PROBLEM TO SOLVE —
Format the entries from the line containing "Segment bench backrest visible above." through the line containing "[0,50,480,253]", inclusive, as a Markdown table. Use a Row column for the row number and a Text column for the line, leaving out blank lines.

Detection entries:
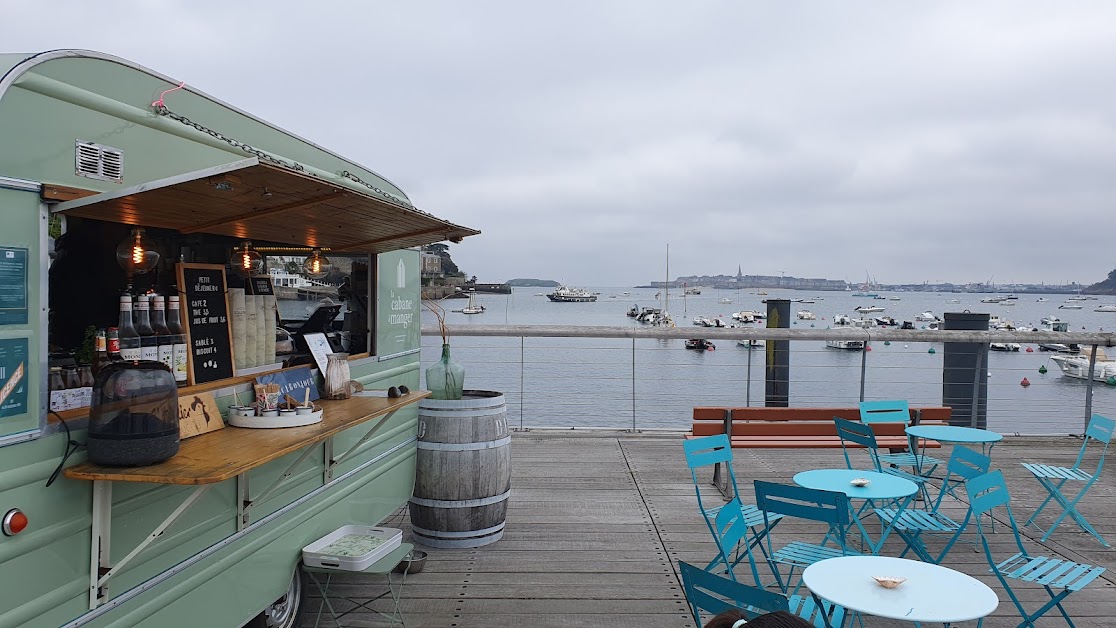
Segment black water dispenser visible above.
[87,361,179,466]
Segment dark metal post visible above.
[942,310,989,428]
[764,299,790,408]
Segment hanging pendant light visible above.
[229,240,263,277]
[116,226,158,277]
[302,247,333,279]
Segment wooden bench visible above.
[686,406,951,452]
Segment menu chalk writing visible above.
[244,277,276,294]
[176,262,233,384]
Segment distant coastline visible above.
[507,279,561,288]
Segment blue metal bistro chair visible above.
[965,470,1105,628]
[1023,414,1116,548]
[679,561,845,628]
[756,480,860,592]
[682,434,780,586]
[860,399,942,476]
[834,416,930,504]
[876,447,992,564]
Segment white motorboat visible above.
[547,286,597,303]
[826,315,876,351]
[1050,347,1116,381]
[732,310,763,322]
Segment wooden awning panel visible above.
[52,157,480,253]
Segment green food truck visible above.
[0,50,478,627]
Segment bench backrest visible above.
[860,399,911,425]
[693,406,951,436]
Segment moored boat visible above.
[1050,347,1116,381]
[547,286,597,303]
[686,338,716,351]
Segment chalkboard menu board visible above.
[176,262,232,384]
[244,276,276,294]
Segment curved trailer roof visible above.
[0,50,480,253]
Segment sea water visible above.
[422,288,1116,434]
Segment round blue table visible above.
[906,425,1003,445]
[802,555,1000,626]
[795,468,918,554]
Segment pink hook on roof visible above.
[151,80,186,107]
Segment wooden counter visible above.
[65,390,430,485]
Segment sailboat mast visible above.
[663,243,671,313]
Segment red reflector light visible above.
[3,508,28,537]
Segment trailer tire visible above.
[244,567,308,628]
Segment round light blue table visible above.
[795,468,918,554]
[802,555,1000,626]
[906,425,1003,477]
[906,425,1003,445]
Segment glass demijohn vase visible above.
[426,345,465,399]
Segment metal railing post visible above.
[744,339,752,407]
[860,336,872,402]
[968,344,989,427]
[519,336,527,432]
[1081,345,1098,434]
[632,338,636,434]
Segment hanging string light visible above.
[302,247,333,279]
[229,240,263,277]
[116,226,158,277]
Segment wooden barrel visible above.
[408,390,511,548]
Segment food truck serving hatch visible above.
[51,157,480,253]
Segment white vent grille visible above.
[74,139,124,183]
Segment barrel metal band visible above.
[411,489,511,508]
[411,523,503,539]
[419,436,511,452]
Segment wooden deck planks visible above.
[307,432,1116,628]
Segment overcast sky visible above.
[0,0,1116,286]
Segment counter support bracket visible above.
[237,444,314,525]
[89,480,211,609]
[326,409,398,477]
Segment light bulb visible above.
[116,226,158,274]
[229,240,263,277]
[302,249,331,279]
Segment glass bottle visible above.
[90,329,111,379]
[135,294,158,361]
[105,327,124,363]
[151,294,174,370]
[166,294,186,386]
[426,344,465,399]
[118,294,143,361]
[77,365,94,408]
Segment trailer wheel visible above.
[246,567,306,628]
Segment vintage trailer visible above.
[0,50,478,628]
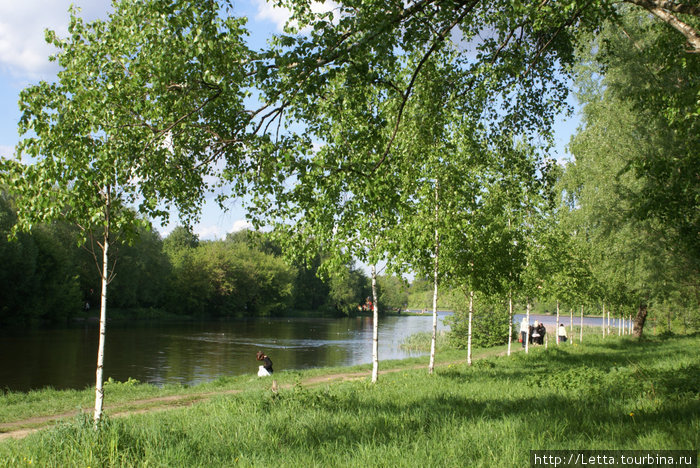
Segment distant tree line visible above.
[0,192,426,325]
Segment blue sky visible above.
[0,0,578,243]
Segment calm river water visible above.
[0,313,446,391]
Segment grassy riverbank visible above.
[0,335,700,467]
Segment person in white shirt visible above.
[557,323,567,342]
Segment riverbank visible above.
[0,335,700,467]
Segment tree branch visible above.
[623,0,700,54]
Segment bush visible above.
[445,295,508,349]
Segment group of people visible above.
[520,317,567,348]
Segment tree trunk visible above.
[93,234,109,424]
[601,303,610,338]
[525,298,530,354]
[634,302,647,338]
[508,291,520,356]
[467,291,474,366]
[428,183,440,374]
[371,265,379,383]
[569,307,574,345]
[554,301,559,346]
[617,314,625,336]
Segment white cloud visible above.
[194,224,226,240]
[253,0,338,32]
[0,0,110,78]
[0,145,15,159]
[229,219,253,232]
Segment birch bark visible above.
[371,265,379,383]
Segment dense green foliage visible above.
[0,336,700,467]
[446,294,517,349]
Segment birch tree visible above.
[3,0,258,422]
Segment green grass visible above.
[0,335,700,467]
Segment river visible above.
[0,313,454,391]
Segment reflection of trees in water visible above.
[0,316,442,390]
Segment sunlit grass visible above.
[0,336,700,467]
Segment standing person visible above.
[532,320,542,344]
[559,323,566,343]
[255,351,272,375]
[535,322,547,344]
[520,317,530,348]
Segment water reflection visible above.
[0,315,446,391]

SOLUTION FOR THIS PROBLEM —
| Row | Text |
|---|---|
| 1 | Segment bench backrest visible above. |
| 2 | [860,399,911,425] |
| 3 | [693,406,951,436] |
| 4 | Segment moored boat visible above. |
| 5 | [1050,347,1116,381] |
| 6 | [547,286,597,303] |
| 7 | [686,338,716,351] |
| 8 | Segment chalkboard menu board visible above. |
| 9 | [176,262,232,384] |
| 10 | [244,276,276,294] |
| 11 | Segment curved trailer roof visible above. |
| 12 | [0,50,480,253] |